*Задача*.
Напишите продолжение отрывка о том, как Советский Союз подчинял себе Восточную Европу после войны, начиная сразу после его последнего предложения.

*Отрывок для чтения*.
-*-*-

Гудбай, Восточная Европа! - Якуб Микановски
Советский Союз повторил процесс социальной зачистки, массовых высылок и арестов на всех аннексированных территориях. Таким образом, эти страны были быстро сломлены и обезглавлены, что облегчило их интеграцию в чуждую политическую систему. Изменения, произошедшие в Восточной Европе, оказались долговременными. Все ее территории были завоеваны наступающей немецкой армией в 1941 году, потом отвоеваны Красной армией в 1944–1945 годах и оставались частью Советского Союза вплоть до его распада полвека спустя.
Присоединение западных приграничных территорий служило лишь прообразом империи, которую Советский Союз собирался построить в Восточной Европе после войны. К 1950 году вся Восточная Европа принадлежала единой интегрированной социальной, политической и экономической системе. От Польши до Албании каждая страна региона являлась однопартийным государством, в котором доминировала местная версия коммунистической партии. В каждой присутствовала своя командная экономика, спроектированная по советской модели, и каждой руководил диктатор по образцу Сталина. За важным исключением Югославии, которую возглавлял собственный местный партизанский лидер Иосип Броз Тито. Эти руководители зависели от Сталина в плане сохранения власти и обращались к нему за советом, как править. Сталин одобрял кандидатуры, диктовал внутреннюю политику и определял их отношения с остальным миром.
Пока был жив Сталин, страны-сателлиты действовали как провинции единого гигантского государства. И все же они представляли собой странную империю. В отличие от прибалтийских стран и приграничных территорий Польша, Чехословакия, Венгрия, Румыния, Болгария и Албания оставались независимыми государствами и прикладывали немало усилий, чтобы создать впечатление, что их приверженность советскому блоку была полностью добровольной. Несмотря на подавляющую мощь Красной армии (поэт Чеслав Милош, наблюдавший за ее наступлением в Польше, сравнил ее с расплавленной лавой, текущей по земле), Советский Союз не сразу навязал свою волю Восточной Европе. Вместо этого он действовал через своих доверенных лиц: местные коммунистические партии, часто поначалу незначительные, руководство которыми обычно выходило из московских школ Коминтерна.

-*-*-

*Сохранённые данные*.
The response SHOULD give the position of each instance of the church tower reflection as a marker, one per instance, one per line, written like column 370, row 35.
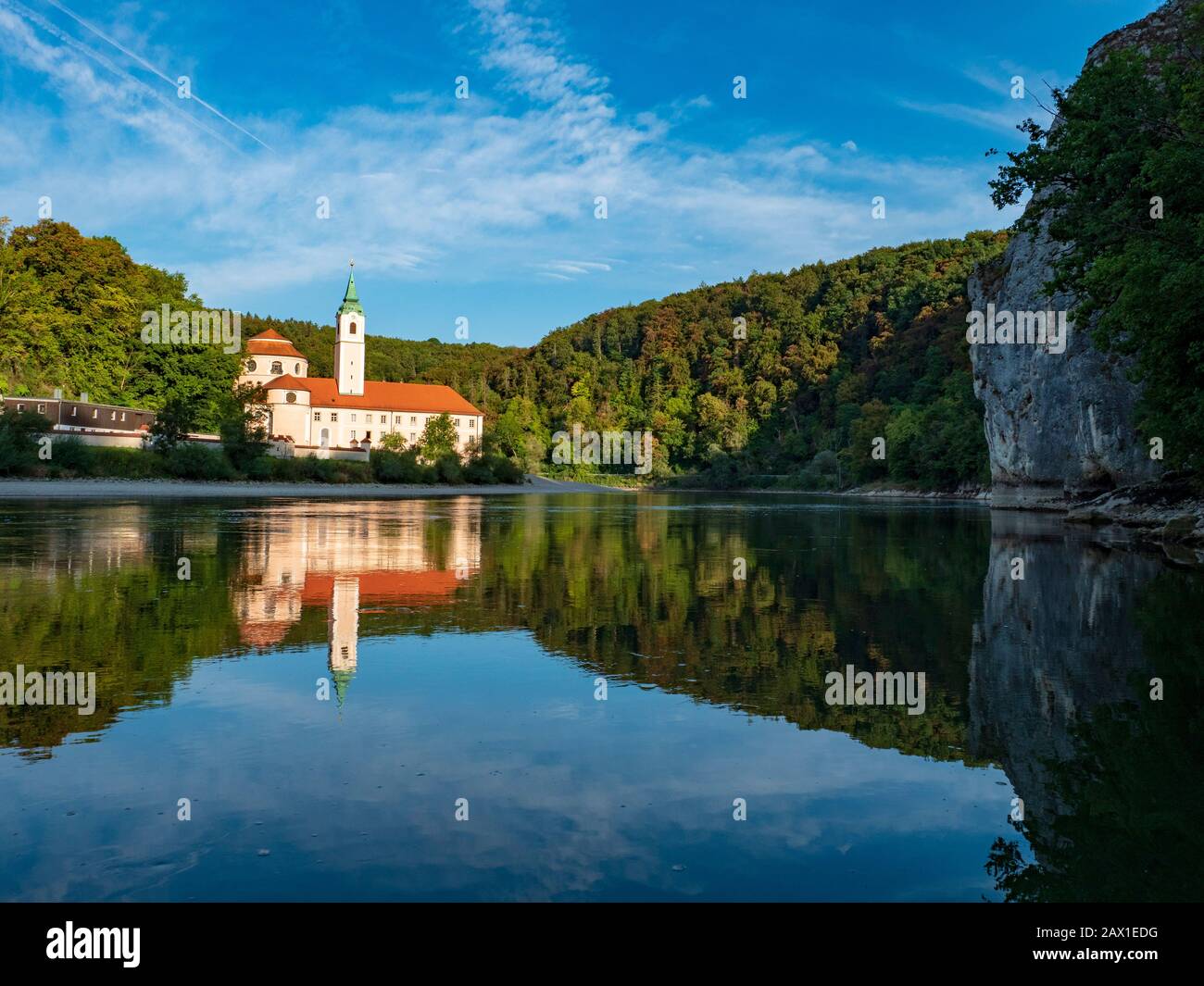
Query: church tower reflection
column 345, row 556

-*-*-

*Результат ниже*.
Начиная с 1945 года, эти коммунистические партии расширяли свое членство, участвовали в выборах и формировали коалиционные правительства с другими (обычно просоветскими) партиями. В этих правительствах коммунисты, как правило, контролировали важнейшие министерства внутренних дел и тайную полицию. Обладая этими двумя рычагами власти, они могли терроризировать своих политических оппонентов и фальсифицировать выборы в свою пользу. К 1948 году коммунистические партии прочно контролировали ситуацию во всем регионе, придя к власти способами, которые казались если не совсем законными, то, по крайней мере, обусловленными желаниями местных жителей.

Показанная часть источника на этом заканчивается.